EXERCISE TASK
Express the rows below as a Markdown table with two columns, Number and Text, putting each line and its number in its own entry and omitting blank lines. Leave the pictures out.

Point annotation dataset rows
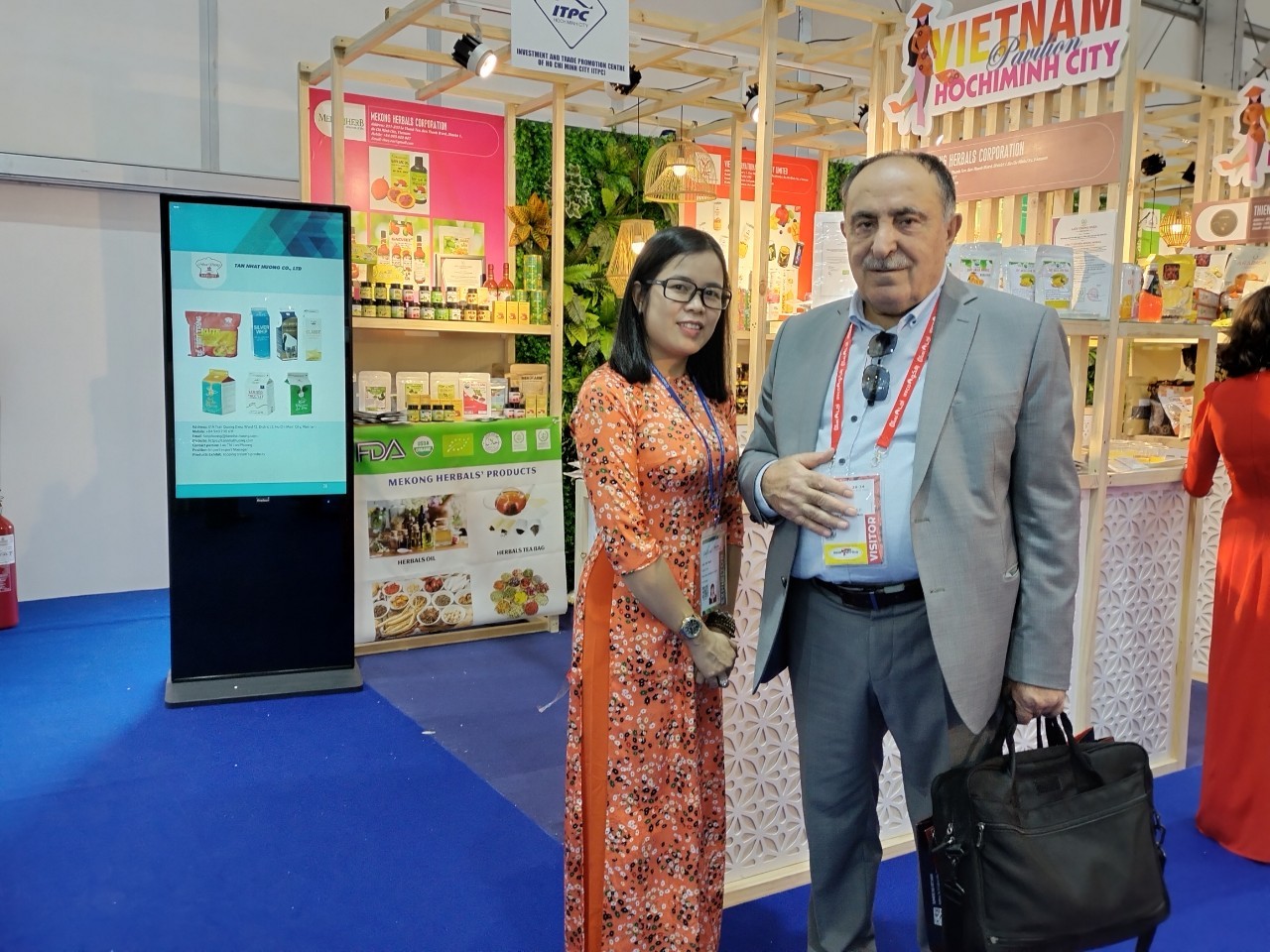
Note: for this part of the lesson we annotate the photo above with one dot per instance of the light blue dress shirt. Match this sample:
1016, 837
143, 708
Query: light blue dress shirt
861, 426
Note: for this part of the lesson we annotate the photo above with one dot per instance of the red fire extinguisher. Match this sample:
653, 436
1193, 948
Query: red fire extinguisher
8, 572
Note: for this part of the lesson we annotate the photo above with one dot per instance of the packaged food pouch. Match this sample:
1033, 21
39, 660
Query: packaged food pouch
1130, 286
1019, 267
289, 336
411, 379
1055, 277
373, 391
445, 394
978, 263
212, 333
259, 394
302, 394
310, 331
218, 393
474, 391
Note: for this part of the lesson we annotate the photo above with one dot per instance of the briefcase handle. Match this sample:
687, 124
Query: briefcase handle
1057, 730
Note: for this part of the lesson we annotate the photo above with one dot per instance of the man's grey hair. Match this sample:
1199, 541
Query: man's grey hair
933, 164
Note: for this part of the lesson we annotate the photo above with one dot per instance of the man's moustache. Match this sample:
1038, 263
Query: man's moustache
887, 264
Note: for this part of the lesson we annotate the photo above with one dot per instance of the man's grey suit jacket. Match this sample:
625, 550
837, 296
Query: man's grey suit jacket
996, 500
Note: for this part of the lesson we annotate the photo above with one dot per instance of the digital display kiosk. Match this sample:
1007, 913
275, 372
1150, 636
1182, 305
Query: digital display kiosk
258, 386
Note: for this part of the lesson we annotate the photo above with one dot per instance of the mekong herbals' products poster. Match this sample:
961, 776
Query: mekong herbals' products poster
258, 298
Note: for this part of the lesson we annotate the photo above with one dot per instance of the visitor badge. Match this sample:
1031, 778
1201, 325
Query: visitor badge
714, 567
860, 543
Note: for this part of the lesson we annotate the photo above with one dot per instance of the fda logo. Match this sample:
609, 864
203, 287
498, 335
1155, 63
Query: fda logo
373, 451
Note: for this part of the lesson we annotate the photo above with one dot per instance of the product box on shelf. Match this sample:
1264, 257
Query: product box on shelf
302, 394
259, 394
416, 380
218, 393
373, 391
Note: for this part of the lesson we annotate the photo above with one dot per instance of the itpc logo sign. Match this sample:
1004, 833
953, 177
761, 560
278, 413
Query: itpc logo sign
572, 19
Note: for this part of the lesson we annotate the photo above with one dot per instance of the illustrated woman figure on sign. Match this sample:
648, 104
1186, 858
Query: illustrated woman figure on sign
911, 111
1245, 163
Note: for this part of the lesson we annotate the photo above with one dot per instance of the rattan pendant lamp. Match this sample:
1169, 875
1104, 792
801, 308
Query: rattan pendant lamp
631, 235
1175, 225
680, 172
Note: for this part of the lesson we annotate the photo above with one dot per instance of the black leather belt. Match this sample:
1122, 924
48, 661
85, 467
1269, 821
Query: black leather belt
870, 598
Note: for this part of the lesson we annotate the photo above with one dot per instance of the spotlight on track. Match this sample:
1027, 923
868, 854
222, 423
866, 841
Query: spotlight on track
472, 54
624, 89
752, 104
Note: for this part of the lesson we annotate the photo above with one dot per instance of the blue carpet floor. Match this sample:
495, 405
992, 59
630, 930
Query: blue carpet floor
304, 823
422, 812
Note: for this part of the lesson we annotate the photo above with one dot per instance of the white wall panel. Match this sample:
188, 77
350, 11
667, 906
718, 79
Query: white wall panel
116, 81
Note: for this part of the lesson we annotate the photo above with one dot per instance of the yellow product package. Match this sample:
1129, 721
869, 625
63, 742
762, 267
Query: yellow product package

ANSWER TO THE TASK
| Number | Text |
|---|---|
| 1 | Note: for this part of the lesson we annotate the photo above with one dot per instance of the light blue dress shirt. Match this sample: |
| 2 | 1016, 837 |
| 3 | 143, 708 |
| 4 | Query: light blue dress shirt |
| 5 | 861, 426 |
| 6 | Note: for this part of the lesson we annotate the photo above with one dot per instance of the red fire extinguisher. Match this sample: |
| 7 | 653, 436 |
| 8 | 1193, 948 |
| 9 | Query: red fire extinguisher |
| 10 | 8, 572 |
| 11 | Note: for this part of the lesson we annotate the photo above with one dot per instance of the packaged food pouch. Match this sample: |
| 12 | 1033, 21 |
| 13 | 39, 660 |
| 14 | Query: packaged food pouch |
| 15 | 1130, 286 |
| 16 | 1019, 267 |
| 17 | 289, 336 |
| 18 | 411, 379 |
| 19 | 1055, 277 |
| 20 | 373, 391 |
| 21 | 445, 394 |
| 22 | 978, 263 |
| 23 | 212, 333 |
| 24 | 259, 394 |
| 25 | 302, 394 |
| 26 | 310, 331 |
| 27 | 218, 393 |
| 28 | 474, 391 |
| 29 | Note: for this part of the lesson we annotate the photo above with one dot per instance of the briefcase handle. Match this sample: |
| 30 | 687, 124 |
| 31 | Query: briefcase handle |
| 32 | 1057, 730 |
| 33 | Note: for this part of the lesson we annotate the photo above with one dot per instance of the man's grey hair. Match this sample: |
| 34 | 1199, 541 |
| 35 | Query: man's grey hair |
| 36 | 933, 164 |
| 37 | Note: for this part of the lesson we annotate the photo above with one dot per instance of the man's moustache. Match this sample: |
| 38 | 1038, 263 |
| 39 | Query: man's moustache |
| 40 | 887, 264 |
| 41 | Note: for this part of the lesson we annotate the photo above with one dot per instance of the man's grey suit jacket. Match this sample: |
| 42 | 625, 550 |
| 43 | 837, 296 |
| 44 | Query: man's grey suit jacket |
| 45 | 996, 500 |
| 46 | Note: for this part of the lesson we annotate the photo above with one dot per instance of the digital display kiosk. Match this sample: |
| 47 | 1007, 913 |
| 48 | 275, 372 |
| 49 | 1150, 636 |
| 50 | 1182, 305 |
| 51 | Query: digital display kiosk |
| 52 | 258, 386 |
| 53 | Note: for this part of the lesson we annotate the photo above with one dot per instance of the mekong herbals' products poster. Match this sample: |
| 54 | 961, 776 |
| 55 | Query: mekong herbals' products poster |
| 56 | 258, 298 |
| 57 | Note: for this part of the lesson we annotate the photo above with one dot per instance of the visitor badge. Match this sample: |
| 58 | 1031, 778 |
| 59 | 1201, 325 |
| 60 | Query: visitor badge |
| 61 | 714, 567 |
| 62 | 860, 543 |
| 63 | Note: for this part of the lesson we annotate the photo above with one dot per instance of the fda logo. Match this sample: |
| 64 | 609, 864 |
| 65 | 203, 287 |
| 66 | 498, 335 |
| 67 | 1155, 63 |
| 68 | Query: fda logo |
| 69 | 373, 451 |
| 70 | Note: for this part of the lesson we annotate the photo above with one dot per instance of the product box on shelf. Match this sample: |
| 71 | 1264, 257 |
| 72 | Query: product box on shelf |
| 73 | 302, 394 |
| 74 | 259, 394 |
| 75 | 416, 380 |
| 76 | 218, 393 |
| 77 | 373, 391 |
| 78 | Note: for this part of the lesson we annotate the photo above with one dot per instance of the itpc logo sign. Match this sample: |
| 79 | 1004, 833 |
| 80 | 953, 177 |
| 81 | 761, 560 |
| 82 | 278, 413 |
| 83 | Query: itpc logo sign |
| 84 | 572, 19 |
| 85 | Note: for this part of the lesson we annotate the photo above with one dot per instance of the illustrated woman figure on sign. Match this sample: |
| 86 | 648, 104 |
| 87 | 1186, 858 |
| 88 | Query: illustrated woman figure on sign |
| 89 | 911, 111 |
| 90 | 1245, 163 |
| 91 | Note: for this part of the lesson we annotate the photo above with one dot per instance of the rattan pendant lamp. Match this sample: |
| 92 | 1169, 875 |
| 93 | 1104, 792 |
| 94 | 801, 308 |
| 95 | Query: rattan pendant lamp |
| 96 | 631, 235 |
| 97 | 1175, 225 |
| 98 | 680, 172 |
| 99 | Note: for this part of the lesson we annotate the photo above with one dot per instance of the black leather belt. Match this sample: |
| 100 | 1122, 924 |
| 101 | 48, 661 |
| 102 | 85, 467 |
| 103 | 1269, 821 |
| 104 | Query: black leather belt |
| 105 | 870, 598 |
| 106 | Note: for this part of the lesson we annotate the photo above with one dot per instance of the spotlight on track. Match this sample: |
| 107 | 1027, 923 |
| 108 | 868, 854 |
| 109 | 222, 423 |
| 110 | 866, 841 |
| 111 | Query: spotlight on track |
| 112 | 472, 54 |
| 113 | 624, 89 |
| 114 | 752, 104 |
| 115 | Note: for this part of the lesson we annotate the photo above with one dot per instance of the blue carpet floor. Match this sample: |
| 116 | 495, 405 |
| 117 | 992, 59 |
| 118 | 630, 930 |
| 119 | Query: blue carpet floor |
| 120 | 304, 823 |
| 121 | 422, 812 |
| 122 | Note: for this part of the lesson we annotate the photo above with one dot per instance of the white wall panel. Match this sample: |
| 123 | 188, 77 |
| 124 | 350, 11 |
| 125 | 667, 906 |
| 126 | 718, 79 |
| 127 | Query: white wall panel |
| 128 | 116, 81 |
| 129 | Note: for this part of the lesson we annotate the photo above with one dot per instance of the yellow product package. Match this sample: |
| 130 | 1129, 721 |
| 131 | 869, 625 |
| 132 | 63, 742 |
| 133 | 762, 267 |
| 134 | Query: yellow product package |